### Verilen Metin
Tıp fakültesini bitirmiş bir aile dostuyla sohbet edebilme
imkanım oldu. Kendisine okul hayatı hakkında pek çok soru sordum. İnsan
vücudunun gizemlerinden, beynin yapısından bahsettik.
Okul okurken insan anatomisi hakkında geniş bilgiye sahip olunca, herhangi bir
insana baktığında ne hissettiğini sordum. Sürekli iç organları gören bir
insan ne düşünüyordu? İnsanın yapısında ona en ilginç gelen neydi?
Şöyle bir şey söyledi ve beni çok etkiledi:
Herkesin midesi aynı yerde. Karaciğeri, kalbi, yemek borusu.
Hangi insanın gövdesini açsak aynı düzenle karşılaşıyoruz. Herkesin midesinin
görüntüsü, yeri aynı olmasına rağmen hepimizin yüzleri birbirinden çok
farklı.
Bunu hayret verici, ilginç bulmasına hak verdim. Kesinlikle
haklıydı.
######
Yönergeler ::
a: Verilen metinde "Tıp fakültesini bitirmiş" sözcüklerinden "ilginç gelen neydi?" sözcüklerine kadar olan bölümü hiçbir değişiklik yapmadan yeniden yazınız.
b: Aile dostuyla yapılan sohbeti anlatan metne göre aşağıdaki soruları cevaplayınız.
(i) Sohbet edilen aile dostu hangi fakülteyi bitirmiştir?
(ii) Hangi insanın gövdesi açılırsa açılsın nasıl bir düzenle karşılaşılmaktadır?
(iii) Midelerin görüntüsü ve yeri aynı olmasına rağmen insanların nesi birbirinden çok farklıdır?
### Verilen Bilgiler
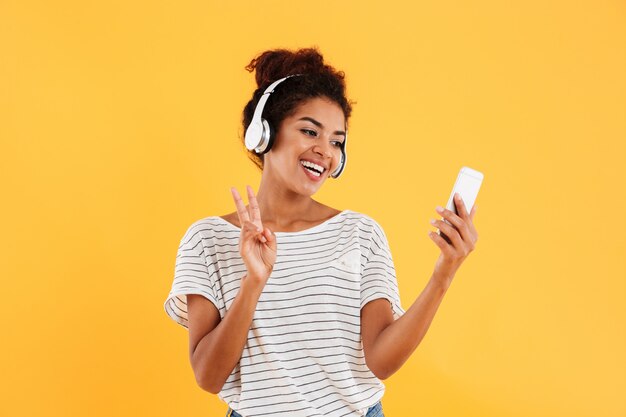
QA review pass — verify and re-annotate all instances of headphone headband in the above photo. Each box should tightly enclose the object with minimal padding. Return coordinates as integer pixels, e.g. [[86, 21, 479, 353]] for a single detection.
[[244, 74, 348, 178]]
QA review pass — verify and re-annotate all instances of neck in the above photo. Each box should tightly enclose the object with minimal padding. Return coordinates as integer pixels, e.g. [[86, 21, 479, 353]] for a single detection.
[[256, 171, 319, 229]]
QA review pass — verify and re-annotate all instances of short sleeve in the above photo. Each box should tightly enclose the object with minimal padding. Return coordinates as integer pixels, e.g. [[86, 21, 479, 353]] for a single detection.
[[164, 222, 219, 329], [361, 220, 405, 319]]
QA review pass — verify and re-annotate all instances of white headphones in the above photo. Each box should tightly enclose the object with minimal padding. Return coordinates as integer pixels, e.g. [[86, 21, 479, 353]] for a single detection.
[[245, 74, 348, 178]]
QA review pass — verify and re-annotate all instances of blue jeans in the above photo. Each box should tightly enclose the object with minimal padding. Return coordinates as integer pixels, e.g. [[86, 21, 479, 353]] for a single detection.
[[226, 401, 385, 417]]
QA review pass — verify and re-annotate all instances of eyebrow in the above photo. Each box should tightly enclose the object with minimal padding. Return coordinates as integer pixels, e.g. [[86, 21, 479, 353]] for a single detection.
[[298, 116, 346, 138]]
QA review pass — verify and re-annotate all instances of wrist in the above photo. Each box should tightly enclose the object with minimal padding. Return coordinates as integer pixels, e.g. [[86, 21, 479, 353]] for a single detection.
[[429, 274, 454, 292]]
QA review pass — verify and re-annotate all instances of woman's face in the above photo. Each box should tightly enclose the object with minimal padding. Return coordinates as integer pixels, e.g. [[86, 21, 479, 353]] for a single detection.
[[263, 97, 345, 196]]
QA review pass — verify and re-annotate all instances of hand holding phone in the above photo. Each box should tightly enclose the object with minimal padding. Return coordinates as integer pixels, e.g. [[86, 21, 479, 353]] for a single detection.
[[438, 167, 484, 244]]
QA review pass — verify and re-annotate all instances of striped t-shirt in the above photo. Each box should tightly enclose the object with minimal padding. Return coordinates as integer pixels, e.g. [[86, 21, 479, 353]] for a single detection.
[[164, 210, 405, 417]]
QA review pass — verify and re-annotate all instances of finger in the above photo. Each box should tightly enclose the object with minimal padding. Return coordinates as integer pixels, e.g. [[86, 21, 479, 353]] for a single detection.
[[470, 204, 478, 221], [246, 185, 263, 227], [230, 187, 250, 225], [428, 231, 452, 257], [430, 219, 463, 249], [454, 193, 468, 220], [437, 206, 470, 244], [242, 220, 267, 243]]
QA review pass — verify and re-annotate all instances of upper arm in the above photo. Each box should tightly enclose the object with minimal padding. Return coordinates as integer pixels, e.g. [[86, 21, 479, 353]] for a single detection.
[[361, 298, 394, 377], [187, 294, 221, 371]]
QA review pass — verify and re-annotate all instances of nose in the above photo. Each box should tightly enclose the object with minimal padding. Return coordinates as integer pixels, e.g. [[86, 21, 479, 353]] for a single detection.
[[313, 142, 333, 158]]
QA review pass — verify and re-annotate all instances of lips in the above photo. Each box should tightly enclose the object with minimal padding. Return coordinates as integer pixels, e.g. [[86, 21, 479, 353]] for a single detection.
[[299, 164, 324, 182]]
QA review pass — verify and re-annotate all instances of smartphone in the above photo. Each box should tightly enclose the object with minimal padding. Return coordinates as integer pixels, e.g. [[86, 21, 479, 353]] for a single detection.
[[438, 167, 483, 244]]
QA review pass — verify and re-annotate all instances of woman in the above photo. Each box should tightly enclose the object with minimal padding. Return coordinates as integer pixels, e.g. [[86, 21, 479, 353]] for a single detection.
[[165, 48, 477, 417]]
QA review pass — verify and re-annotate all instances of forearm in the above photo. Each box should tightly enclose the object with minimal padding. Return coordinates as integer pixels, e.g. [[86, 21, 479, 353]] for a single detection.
[[372, 277, 448, 379], [193, 277, 262, 394]]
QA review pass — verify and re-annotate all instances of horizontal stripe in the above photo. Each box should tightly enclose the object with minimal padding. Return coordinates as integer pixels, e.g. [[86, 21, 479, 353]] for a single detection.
[[164, 210, 405, 417]]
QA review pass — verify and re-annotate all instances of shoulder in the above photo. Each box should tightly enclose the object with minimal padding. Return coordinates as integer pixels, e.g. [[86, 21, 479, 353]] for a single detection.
[[344, 210, 382, 231], [181, 216, 238, 243]]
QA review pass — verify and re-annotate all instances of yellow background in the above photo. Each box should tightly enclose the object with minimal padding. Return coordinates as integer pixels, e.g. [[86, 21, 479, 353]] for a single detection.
[[0, 0, 626, 417]]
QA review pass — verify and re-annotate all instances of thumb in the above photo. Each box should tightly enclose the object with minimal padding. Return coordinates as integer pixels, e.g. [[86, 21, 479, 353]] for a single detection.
[[263, 227, 276, 242]]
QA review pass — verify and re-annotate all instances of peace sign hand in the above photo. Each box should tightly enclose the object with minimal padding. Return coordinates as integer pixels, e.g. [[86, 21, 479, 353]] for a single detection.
[[230, 185, 276, 290]]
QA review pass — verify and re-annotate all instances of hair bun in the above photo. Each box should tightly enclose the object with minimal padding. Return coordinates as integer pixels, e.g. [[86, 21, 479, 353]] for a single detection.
[[246, 48, 331, 88]]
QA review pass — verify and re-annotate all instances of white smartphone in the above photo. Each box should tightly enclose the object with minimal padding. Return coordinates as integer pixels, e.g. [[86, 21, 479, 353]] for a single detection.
[[438, 167, 484, 244]]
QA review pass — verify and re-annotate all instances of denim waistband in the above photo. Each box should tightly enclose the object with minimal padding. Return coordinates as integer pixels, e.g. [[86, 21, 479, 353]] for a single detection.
[[226, 401, 385, 417]]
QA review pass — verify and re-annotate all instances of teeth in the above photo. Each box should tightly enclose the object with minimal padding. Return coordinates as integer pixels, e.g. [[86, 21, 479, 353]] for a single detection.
[[300, 160, 324, 173], [304, 167, 322, 177]]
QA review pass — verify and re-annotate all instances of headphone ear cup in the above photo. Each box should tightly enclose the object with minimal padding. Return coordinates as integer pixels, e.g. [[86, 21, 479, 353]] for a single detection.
[[330, 148, 347, 179], [258, 119, 276, 154]]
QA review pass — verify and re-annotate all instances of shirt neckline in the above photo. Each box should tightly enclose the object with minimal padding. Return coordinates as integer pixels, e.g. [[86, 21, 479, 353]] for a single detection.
[[215, 210, 350, 236]]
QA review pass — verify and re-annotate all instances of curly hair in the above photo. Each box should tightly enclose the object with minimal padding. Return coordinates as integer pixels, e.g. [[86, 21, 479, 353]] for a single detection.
[[241, 47, 355, 170]]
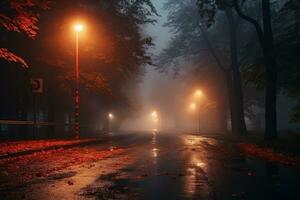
######
Görev Çözümleri ::
a:
Tıp fakültesini bitirmiş bir aile dostuyla sohbet edebilme
imkanım oldu. Kendisine okul hayatı hakkında pek çok soru sordum. İnsan
vücudunun gizemlerinden, beynin yapısından bahsettik.
Okul okurken insan anatomisi hakkında geniş bilgiye sahip olunca, herhangi bir
insana baktığında ne hissettiğini sordum. Sürekli iç organları gören bir
insan ne düşünüyordu? İnsanın yapısında ona en ilginç gelen neydi?

b:
(i) Tıp fakültesini.
(ii) Aynı düzenle.
(iii) Yüzleri.